Exercise goal:
Down to the last line, repeat the entries exactly.

Records to use below:

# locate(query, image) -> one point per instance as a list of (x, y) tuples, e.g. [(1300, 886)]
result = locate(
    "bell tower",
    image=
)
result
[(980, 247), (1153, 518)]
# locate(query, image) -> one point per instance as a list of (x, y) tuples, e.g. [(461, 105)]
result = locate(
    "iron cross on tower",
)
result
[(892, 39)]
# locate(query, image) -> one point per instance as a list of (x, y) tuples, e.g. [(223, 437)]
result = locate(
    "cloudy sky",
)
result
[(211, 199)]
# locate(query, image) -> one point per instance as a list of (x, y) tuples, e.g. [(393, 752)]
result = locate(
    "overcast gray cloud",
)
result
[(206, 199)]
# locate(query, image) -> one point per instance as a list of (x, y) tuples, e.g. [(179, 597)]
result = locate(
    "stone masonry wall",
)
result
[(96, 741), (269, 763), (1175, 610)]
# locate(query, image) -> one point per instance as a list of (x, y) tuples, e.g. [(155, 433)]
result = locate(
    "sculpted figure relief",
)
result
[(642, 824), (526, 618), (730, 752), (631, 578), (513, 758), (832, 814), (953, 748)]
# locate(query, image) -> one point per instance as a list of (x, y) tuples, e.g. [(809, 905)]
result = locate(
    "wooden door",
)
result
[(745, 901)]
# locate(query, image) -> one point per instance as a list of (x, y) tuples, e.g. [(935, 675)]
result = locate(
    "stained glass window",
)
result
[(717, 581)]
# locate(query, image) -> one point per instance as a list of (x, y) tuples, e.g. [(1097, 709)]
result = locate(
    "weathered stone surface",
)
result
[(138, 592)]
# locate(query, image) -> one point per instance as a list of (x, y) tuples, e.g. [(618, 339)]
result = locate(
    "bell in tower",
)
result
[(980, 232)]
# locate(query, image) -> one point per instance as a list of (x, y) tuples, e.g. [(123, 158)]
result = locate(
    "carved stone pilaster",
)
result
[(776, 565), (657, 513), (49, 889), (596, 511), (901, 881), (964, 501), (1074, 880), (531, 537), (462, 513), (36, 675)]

End of Records to use.

Exercise output:
# locate(query, image) -> one point per instance as a list of (x, y) tuples, e.g. [(1300, 886)]
result = locate(
    "bell tower",
    image=
)
result
[(980, 247), (1153, 518)]
# locate(query, image) -> one point per instance as a list of (x, y) tuples, e.g. [(461, 105)]
result = locate(
    "iron cross on tower",
)
result
[(892, 39)]
# locate(query, image) -> one point per instance as a list of (x, y) tuples, e.g. [(223, 437)]
result = locate(
    "cloudy sky",
)
result
[(211, 199)]
# locate(query, image) -> one point per instance as a list of (x, y) tuples, e.g. [(393, 752)]
result = locate(
    "overcast gray cloud",
)
result
[(206, 199)]
# locate(query, image) -> one point per instance as a list of (x, y) tuples, e.g. [(179, 597)]
result = locate(
    "stone masonry wall",
)
result
[(96, 741), (269, 763), (1175, 610)]
# locate(query, image) -> one point per instance as a list of (x, y) tuples, e.g. [(155, 433)]
result = locate(
    "sculpted figure relief",
)
result
[(642, 824), (526, 618), (730, 752), (631, 578), (513, 758), (832, 814), (953, 748)]
# locate(query, image) -> one point per instance as a list of (x, y) tuples, e.g. [(809, 905)]
result = locate(
    "wooden door",
)
result
[(745, 901)]
# locate(query, image) -> one point per instance as a list of (x, y) tuples, e.g. [(935, 675)]
result = locate(
    "stained glass window",
)
result
[(717, 581)]
# locate(query, image) -> one point per instance as a list of (x, y) tuples, e.g. [(1097, 709)]
result = locate(
    "weathered stone surface",
)
result
[(138, 592)]
# locate(query, image) -> one point per instance as a list of (x, y) tuples, e.g. [(618, 339)]
result = locate(
    "bell in tower",
)
result
[(980, 232)]
# locate(query, image) -> one point per instance as a list of (x, y) tuples, e.g. [(123, 158)]
result = locate(
    "carved stone pilaster",
)
result
[(776, 565), (657, 513), (49, 889), (596, 511), (901, 881), (964, 501), (1074, 880), (531, 537), (462, 513), (36, 675)]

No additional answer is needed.